EXERCISE BRIEF >> Copy the entries word for word. Keep the pictures out.

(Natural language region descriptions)
# # # #
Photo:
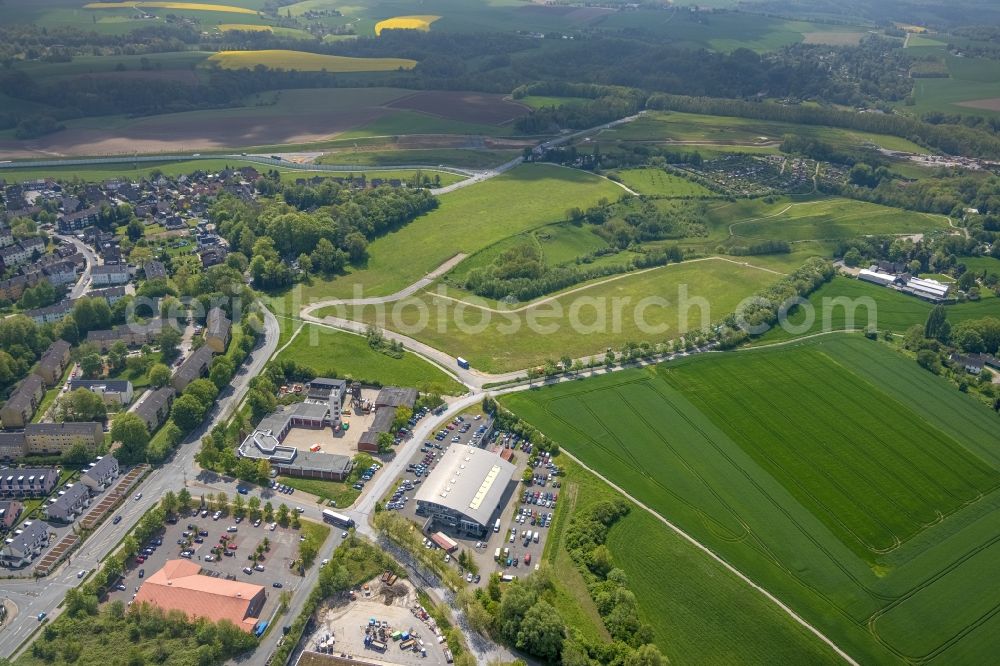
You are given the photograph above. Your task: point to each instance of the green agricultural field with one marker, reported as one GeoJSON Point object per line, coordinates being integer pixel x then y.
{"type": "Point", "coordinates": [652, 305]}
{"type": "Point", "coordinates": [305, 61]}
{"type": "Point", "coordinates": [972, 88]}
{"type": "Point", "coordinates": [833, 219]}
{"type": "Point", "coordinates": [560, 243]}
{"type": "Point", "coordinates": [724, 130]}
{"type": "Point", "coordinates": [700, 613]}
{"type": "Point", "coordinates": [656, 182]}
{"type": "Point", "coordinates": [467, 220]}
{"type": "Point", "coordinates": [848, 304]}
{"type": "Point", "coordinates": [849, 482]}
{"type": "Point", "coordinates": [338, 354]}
# # # #
RESPONSE >>
Photo:
You are given the photograph above. Your task: point to each instance of the green agricultural field with one marker, reported as one GeoJSON Point object per line, coordinates being integer pixel x then y.
{"type": "Point", "coordinates": [652, 305]}
{"type": "Point", "coordinates": [305, 61]}
{"type": "Point", "coordinates": [972, 88]}
{"type": "Point", "coordinates": [833, 219]}
{"type": "Point", "coordinates": [560, 243]}
{"type": "Point", "coordinates": [724, 130]}
{"type": "Point", "coordinates": [700, 613]}
{"type": "Point", "coordinates": [656, 182]}
{"type": "Point", "coordinates": [467, 220]}
{"type": "Point", "coordinates": [848, 304]}
{"type": "Point", "coordinates": [849, 482]}
{"type": "Point", "coordinates": [338, 354]}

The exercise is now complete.